The problem ->
Return each entry precisely as it appears below.

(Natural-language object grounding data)

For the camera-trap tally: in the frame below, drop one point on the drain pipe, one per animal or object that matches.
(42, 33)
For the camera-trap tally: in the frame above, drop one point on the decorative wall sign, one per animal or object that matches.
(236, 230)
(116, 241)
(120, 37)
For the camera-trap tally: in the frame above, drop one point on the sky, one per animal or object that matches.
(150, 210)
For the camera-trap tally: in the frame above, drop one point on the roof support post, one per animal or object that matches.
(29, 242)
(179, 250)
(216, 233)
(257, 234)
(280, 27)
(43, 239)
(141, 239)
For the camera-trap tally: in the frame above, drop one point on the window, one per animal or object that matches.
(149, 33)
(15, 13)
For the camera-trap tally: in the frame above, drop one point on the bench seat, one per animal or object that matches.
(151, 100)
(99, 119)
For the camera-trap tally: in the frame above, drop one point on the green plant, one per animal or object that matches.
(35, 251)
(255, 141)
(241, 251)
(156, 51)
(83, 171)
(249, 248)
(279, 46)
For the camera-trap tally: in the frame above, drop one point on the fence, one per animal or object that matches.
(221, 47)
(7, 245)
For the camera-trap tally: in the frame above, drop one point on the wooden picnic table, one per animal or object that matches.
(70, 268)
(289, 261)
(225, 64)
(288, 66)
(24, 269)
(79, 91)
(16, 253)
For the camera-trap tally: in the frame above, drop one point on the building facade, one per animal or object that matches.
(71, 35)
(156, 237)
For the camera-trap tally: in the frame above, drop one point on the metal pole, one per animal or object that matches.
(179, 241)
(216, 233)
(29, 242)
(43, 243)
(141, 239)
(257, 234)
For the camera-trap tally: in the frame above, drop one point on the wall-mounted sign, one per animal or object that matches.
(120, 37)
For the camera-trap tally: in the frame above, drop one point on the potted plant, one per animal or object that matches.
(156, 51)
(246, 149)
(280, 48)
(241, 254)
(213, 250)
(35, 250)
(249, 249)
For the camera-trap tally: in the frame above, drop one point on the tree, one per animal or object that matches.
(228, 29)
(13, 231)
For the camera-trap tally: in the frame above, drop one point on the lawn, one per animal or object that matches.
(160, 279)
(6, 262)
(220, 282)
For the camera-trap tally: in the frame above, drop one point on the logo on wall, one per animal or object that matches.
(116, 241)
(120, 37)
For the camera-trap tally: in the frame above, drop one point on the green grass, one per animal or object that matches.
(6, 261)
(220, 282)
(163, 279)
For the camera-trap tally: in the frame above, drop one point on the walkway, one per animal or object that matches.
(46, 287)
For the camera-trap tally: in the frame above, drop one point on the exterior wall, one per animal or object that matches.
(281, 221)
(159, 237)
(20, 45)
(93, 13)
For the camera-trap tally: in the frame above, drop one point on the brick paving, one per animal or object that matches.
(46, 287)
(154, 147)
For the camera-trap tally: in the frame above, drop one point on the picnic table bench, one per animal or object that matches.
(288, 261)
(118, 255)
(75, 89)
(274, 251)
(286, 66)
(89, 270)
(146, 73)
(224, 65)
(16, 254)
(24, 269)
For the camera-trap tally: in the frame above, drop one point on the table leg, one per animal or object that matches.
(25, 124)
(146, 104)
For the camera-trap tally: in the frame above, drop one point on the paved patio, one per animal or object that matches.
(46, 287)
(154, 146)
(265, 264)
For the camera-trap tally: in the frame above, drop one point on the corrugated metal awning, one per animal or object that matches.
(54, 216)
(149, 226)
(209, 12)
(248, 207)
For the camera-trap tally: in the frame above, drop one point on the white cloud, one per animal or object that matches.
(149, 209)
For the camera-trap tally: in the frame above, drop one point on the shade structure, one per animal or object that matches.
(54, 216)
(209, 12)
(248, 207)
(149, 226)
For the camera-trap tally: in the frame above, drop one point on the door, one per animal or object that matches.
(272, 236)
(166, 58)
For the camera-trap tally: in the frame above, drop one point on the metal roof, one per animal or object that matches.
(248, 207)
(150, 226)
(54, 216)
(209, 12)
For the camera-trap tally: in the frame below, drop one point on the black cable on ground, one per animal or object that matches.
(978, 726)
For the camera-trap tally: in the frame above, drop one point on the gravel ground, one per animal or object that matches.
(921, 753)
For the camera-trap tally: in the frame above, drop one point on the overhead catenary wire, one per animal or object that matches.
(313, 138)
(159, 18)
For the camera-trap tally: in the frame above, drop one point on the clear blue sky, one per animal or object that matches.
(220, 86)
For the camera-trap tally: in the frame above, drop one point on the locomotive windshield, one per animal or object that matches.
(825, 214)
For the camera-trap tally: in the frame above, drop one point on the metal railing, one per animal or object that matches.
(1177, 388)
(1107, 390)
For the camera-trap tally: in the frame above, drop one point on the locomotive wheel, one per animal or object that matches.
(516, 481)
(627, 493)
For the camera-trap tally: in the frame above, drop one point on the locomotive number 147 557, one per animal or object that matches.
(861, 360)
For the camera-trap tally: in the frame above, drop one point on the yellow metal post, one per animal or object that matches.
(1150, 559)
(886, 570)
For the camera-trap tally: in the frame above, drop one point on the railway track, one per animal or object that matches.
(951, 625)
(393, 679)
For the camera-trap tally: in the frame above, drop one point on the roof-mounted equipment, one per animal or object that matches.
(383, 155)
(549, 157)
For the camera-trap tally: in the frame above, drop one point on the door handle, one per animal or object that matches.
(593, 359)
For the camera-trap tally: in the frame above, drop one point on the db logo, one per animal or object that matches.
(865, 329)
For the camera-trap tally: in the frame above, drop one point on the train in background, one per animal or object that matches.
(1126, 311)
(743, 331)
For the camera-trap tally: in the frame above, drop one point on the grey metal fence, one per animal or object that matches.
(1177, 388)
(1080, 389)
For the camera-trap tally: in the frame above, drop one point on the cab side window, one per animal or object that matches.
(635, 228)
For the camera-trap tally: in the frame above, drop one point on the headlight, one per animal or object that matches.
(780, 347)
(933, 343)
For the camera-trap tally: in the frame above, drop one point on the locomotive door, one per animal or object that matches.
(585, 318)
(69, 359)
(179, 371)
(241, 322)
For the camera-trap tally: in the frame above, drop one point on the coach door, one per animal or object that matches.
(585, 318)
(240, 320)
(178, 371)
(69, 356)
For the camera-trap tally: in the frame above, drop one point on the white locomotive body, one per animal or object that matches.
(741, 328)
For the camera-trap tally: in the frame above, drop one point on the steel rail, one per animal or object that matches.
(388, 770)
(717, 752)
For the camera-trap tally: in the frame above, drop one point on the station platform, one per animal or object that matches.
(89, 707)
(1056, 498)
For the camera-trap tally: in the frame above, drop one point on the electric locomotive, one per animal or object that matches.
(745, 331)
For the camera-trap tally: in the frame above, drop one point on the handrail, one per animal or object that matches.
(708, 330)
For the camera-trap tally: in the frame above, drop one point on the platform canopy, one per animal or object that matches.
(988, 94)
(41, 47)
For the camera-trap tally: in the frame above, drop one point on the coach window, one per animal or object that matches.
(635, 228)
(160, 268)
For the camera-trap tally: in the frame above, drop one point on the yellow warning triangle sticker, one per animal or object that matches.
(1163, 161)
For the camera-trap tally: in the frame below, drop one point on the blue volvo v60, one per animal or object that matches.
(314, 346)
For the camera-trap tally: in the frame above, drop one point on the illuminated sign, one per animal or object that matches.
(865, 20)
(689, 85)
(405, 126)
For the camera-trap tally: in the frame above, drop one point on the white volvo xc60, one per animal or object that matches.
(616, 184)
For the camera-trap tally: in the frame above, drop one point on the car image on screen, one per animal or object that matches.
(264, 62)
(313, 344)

Result of the exercise ->
For the camera-trap tally: in the frame below, drop one point on the drain pipe, one per animal or object that matches.
(42, 33)
For the camera-trap tally: in the frame above, drop one point on the decorative wall sign, one per animal or object that matches.
(236, 230)
(116, 241)
(120, 37)
For the camera-trap tally: in the frame above, drop one point on the sky, one per animal or object that matches.
(150, 210)
For the camera-trap tally: in the frame above, drop one point on the roof support post, one per animal or object that matches.
(29, 242)
(179, 250)
(216, 233)
(257, 234)
(280, 27)
(43, 239)
(141, 239)
For the camera-trap tally: in the frame above, drop one point on the window, one per animal or object that matches.
(149, 33)
(15, 13)
For the camera-trap tally: in the frame above, drop one point on the bench seat, one per animal or object that matches.
(151, 100)
(99, 119)
For the camera-trap tally: in the frame above, drop one point on the green plant, one per animal or object that matches.
(35, 251)
(255, 141)
(241, 251)
(156, 51)
(83, 171)
(249, 248)
(279, 46)
For the camera-trap tally: in the frame above, drop one point on the fence, one per animal or object that matches.
(221, 47)
(7, 245)
For the camera-trap tally: in the frame above, drop one point on the wooden picnic table, one per animal or object that matches.
(70, 268)
(289, 261)
(225, 64)
(288, 66)
(24, 269)
(79, 91)
(16, 253)
For the camera-trap tally: in the frame above, drop one point on the building facade, one per animal or object that matches.
(71, 35)
(156, 237)
For the camera-trap tally: in the frame above, drop one point on the metal pole, one per animal or object that matches.
(179, 241)
(216, 233)
(29, 242)
(43, 243)
(141, 239)
(257, 234)
For the camera-trap tally: in the frame above, drop one point on the wall-mounted sign, one per animal or object that matches.
(120, 37)
For the camera-trap tally: in the frame above, drop one point on the potted plant, one per animal or object that matches.
(156, 51)
(246, 149)
(280, 48)
(241, 254)
(213, 250)
(35, 250)
(249, 249)
For the camera-trap tally: in the frame above, drop one point on the tree, one per animal or object that matches.
(228, 29)
(13, 231)
For the camera-trap tally: in the frame above, drop one point on the lawn, one per animal or object that matches.
(160, 279)
(6, 262)
(220, 282)
For the camera-trap tally: in the frame above, drop one point on the logo on wall, one per animal or object that matches.
(116, 241)
(120, 37)
For the camera-trap tally: in the frame above, drop one point on the green grass, one per animal or object that matches.
(6, 261)
(220, 282)
(163, 279)
For the camera-trap tally: in the frame above, drop one point on the walkway, one per animal or object that matches.
(46, 287)
For the camera-trap tally: in the frame above, drop one point on the exterior wall, one per animal or object that matches.
(281, 221)
(159, 237)
(20, 45)
(93, 13)
For the camera-trap tally: in the frame above, drop one point on the brick paving, one per animal or object that matches.
(46, 287)
(154, 147)
For the camera-trap tally: in the frame above, drop one point on the picnic table bench, one per animal or object that matches.
(288, 261)
(118, 255)
(75, 89)
(274, 251)
(286, 66)
(89, 270)
(146, 73)
(224, 65)
(16, 254)
(24, 269)
For the camera-trap tally: in the frame above, drop one point on the table leg, one per animal or object that matches.
(25, 124)
(146, 104)
For the camera-trap tally: in the frame above, drop one point on the paved patio, one per animal or object that matches.
(46, 287)
(154, 146)
(265, 264)
For the camera-trap tally: in the frame above, drop one point on the corrugated metal awning, one per animal or object that matches.
(54, 216)
(149, 226)
(209, 12)
(248, 207)
For the camera-trap tally: in the frame above, drop one point on the white cloud, one per animal or object that matches.
(149, 209)
For the camera-trap tally: in the frame above, drop one point on the shade structure, one per animal or object that matches.
(54, 216)
(209, 12)
(248, 207)
(149, 226)
For the camera-trap tally: in the frame above, drop one point on the door, one per animal or object that matches.
(272, 236)
(166, 58)
For the camera-trap tally: in the frame above, drop one point on the metal roof, one per animal or object that matches.
(248, 207)
(150, 226)
(54, 216)
(209, 12)
For the camera-trap tally: in the frame below, drop one point on the black cable on ground, one per animal or object that matches.
(978, 726)
For the camera-trap tally: in the frame above, drop one point on the gravel ground, one per animal or object that matches.
(921, 753)
For the camera-trap tally: in the frame above, drop one point on the overhead catenary wire, one per animal or object that matches.
(313, 138)
(159, 18)
For the camera-trap tally: in the frame above, drop one point on the clear blue sky, one per animal or object that matches.
(220, 86)
For the camera-trap tally: in the frame above, drop one point on the locomotive windshield, one per animal or object that matches.
(825, 214)
For the camera-trap tally: in the frame above, drop one point on the metal railing, one per animal or object that matches.
(1177, 388)
(1107, 390)
For the camera-trap tally: in the frame above, drop one point on the locomotive wheel, one per animal or object that matches.
(516, 481)
(627, 493)
For the camera-trap tally: in the frame above, drop one point on the locomotive number 147 557, one per animal or object that matches.
(861, 360)
For the camera-trap tally: in the frame above, drop one point on the yellow metal post, one per animal or object that matches.
(1150, 559)
(886, 570)
For the camera-trap tally: in the frame above, drop one point on the railway track, one per animal or object that matches.
(951, 625)
(393, 679)
For the camera-trap tally: in the frame above, drop one point on the roof-mounted equipment, one per animal or object that matches.
(383, 155)
(549, 157)
For the camera-trap tally: in the frame above, drop one point on the door handle, one per animal or object that matches.
(593, 359)
For the camera-trap tally: in the frame above, drop one point on the db logo, one per animal or object that matches.
(865, 329)
For the camera-trap tally: in the frame above, drop one point on the train in background, one per animal or object that matches.
(1126, 311)
(743, 331)
For the camera-trap tally: in the frame above, drop one point on the grey metal fence, one per animal or object that matches.
(1177, 388)
(1080, 389)
For the camera-trap tally: in the frame above, drop one point on the cab side window, one per animal or object that matches.
(635, 228)
For the camera-trap tally: in the frame above, drop one point on the headlight, one per animal or object that matches.
(780, 347)
(933, 343)
For the camera-trap tally: in the frame above, drop one point on the locomotive door, one per animal or object that matches.
(585, 318)
(69, 359)
(179, 371)
(241, 322)
For the camera-trap tally: in the frame above, drop one point on the coach door, one per animal or object that matches.
(585, 318)
(240, 320)
(178, 371)
(69, 356)
For the camera-trap tally: in the frame above, drop one point on the white locomotive body, one per animal or object that matches.
(741, 328)
For the camera-trap tally: in the frame above, drop one point on the steel rail, one per animal or object that matches.
(388, 770)
(717, 752)
For the camera-trap tally: in the frame above, drop one point on the station platform, one per animal or object that matches.
(89, 707)
(1056, 498)
For the camera-trap tally: in the frame above, drop one point on the electric locomotive, one per animal or object that matches.
(745, 331)
For the camera-trap tally: in the frame above, drop one point on the handrail, one per animal or object that matches.
(708, 330)
For the camera-trap tally: in the frame above, drop one point on the platform canopy, one per animal or object that matches.
(988, 94)
(41, 47)
For the camera-trap tally: in the frame above, drop one point on the coach window, one per animal or object that matches.
(635, 228)
(160, 268)
For the camera-trap tally: in the frame above, drop one point on the yellow warning triangle sticker, one per animal or object that matches.
(1163, 161)
For the camera-trap tally: in the frame below, drop one point on the blue volvo v60, one per animal or object that matches.
(314, 346)
For the camera-trap tally: in the frame above, drop one point on the illuminated sign, one per animal or object that matches.
(865, 20)
(689, 85)
(405, 126)
For the camera-trap tally: in the frame above, drop one point on the white volvo xc60, one per animal or object that matches.
(616, 184)
For the camera-trap tally: in the frame above, drop one point on the car image on screen, one per animal or object that matches.
(264, 62)
(313, 344)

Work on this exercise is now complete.